» **EXTRACTED MATERIAL**
***

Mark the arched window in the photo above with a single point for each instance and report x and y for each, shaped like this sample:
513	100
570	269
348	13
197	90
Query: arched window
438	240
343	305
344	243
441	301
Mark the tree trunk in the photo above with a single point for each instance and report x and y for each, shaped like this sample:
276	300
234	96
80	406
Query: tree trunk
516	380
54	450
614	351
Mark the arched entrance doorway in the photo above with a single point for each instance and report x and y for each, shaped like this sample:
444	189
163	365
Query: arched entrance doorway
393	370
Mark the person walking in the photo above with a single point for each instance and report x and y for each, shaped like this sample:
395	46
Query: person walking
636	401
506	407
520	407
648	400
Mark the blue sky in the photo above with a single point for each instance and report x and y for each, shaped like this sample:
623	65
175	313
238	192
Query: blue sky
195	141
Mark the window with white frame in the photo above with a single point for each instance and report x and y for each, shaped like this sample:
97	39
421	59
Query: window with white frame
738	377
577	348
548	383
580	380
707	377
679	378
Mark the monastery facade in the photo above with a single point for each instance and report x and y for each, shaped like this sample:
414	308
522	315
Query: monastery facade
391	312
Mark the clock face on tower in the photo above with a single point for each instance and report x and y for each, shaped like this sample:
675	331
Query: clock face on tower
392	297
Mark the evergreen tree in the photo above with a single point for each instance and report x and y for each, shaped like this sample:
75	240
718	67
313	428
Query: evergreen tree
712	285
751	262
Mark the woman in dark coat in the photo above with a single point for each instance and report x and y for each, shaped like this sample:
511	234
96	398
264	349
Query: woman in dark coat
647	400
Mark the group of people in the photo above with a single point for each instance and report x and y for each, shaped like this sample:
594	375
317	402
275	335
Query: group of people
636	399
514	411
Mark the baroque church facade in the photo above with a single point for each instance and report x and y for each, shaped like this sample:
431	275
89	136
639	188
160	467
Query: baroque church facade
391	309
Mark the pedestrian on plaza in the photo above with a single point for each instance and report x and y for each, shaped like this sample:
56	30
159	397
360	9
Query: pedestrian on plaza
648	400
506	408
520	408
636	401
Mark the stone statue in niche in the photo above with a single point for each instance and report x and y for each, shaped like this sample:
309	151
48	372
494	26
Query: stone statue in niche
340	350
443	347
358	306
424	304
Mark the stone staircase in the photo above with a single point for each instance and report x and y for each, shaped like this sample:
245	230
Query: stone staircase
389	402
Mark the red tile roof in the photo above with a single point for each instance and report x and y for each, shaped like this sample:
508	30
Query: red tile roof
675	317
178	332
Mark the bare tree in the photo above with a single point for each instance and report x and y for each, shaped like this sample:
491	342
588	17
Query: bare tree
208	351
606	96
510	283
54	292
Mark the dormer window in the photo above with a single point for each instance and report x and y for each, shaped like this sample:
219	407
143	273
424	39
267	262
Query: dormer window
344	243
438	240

***

» **EXERCISE OBJECTIVE**
Can you reproduce all of the lines above word for word, with nothing altered, added, or left out?

» **RESULT FOR THIS TASK**
Mark the arched window in the photo above with a single point for each instance and report x and y for each, shaped like this sample:
513	100
570	269
348	13
197	90
Query: arched window
438	240
343	305
344	243
441	301
Mark the tree trunk in the photo above with a single point for each instance and report x and y for each, shaped like this sample:
276	300
234	96
80	406
Query: tree trunk
516	380
54	450
614	351
Mark the arched entrance doorway in the photo above with a single point for each instance and report x and y for each, shaped like this sample:
444	189
163	365
Query: arched entrance doorway
393	370
Mark the person walking in the photo above with a single point for each instance and report x and y for each, shaped like this sample:
395	46
Query: person walking
636	401
506	407
520	407
648	400
Mark the blue sky in the photo above with a single point for each instance and report x and y for each, shaped like this sample:
623	65
175	313
238	192
Query: blue sky
195	141
Mark the window with white frame in the photo above with a single point for each instance and report x and y for each, shaped like this sample:
97	39
421	59
Query: window with white frame
738	377
577	348
548	383
580	380
707	377
679	378
Mark the monastery facade in the photo above with a single point for each instance and report x and y for each, shaped like this sample:
414	308
522	315
Query: monastery facade
391	312
Mark the clock face on tower in the photo above with a single point for each instance and report x and y for each, shaped like this sample:
675	331
Query: clock face on tower
392	297
Mark the evergreen tree in the photo above with a single point for each instance and report x and y for each, shaped like this sample:
75	240
718	67
313	428
Query: evergreen tree
712	285
751	262
Mark the woman in dark coat in the photo above with a single point for each instance and report x and y for each, shaped like this sample:
511	234
96	398
264	349
Query: woman in dark coat
647	400
Mark the group of people in the photo above with a single point for each instance and report x and y for each, shaped like this sample:
594	375
317	402
275	335
Query: group of people
636	399
514	411
Mark the baroque church facade in the photo above with a single point for each instance and report x and y for each, shaped like this sample:
431	275
89	136
639	188
160	467
Query: baroque church facade
391	309
Mark the pedestrian on plaza in the photo above with a single point for each instance and report x and y for each, shaped like this sample:
56	30
159	397
360	9
Query: pedestrian on plaza
648	400
506	408
520	408
636	401
Mark the stone statue in niche in the photo above with a single point for each instance and report x and y for each, shaped like this sample:
309	151
48	372
494	26
Query: stone statue in niche
340	350
443	347
358	306
424	304
Mark the stone staircase in the photo above with a single point for each instance and report x and y for each, shaped like this sample:
245	230
Query: stone staircase
389	402
Mark the red tile roof in the photo above with a single point for each instance and report x and y for each, shaped like this sample:
508	30
Query: red tile roof
675	317
178	332
Mark the bare tree in the photo above with a single point for each instance and report x and y for each, shaped like this sample:
491	342
588	17
Query: bare tree
208	351
606	96
510	283
54	292
Mark the dormer window in the photo above with a single point for each instance and report x and y for each, shaped like this sample:
219	407
143	273
424	39
267	262
Query: dormer window
344	243
438	240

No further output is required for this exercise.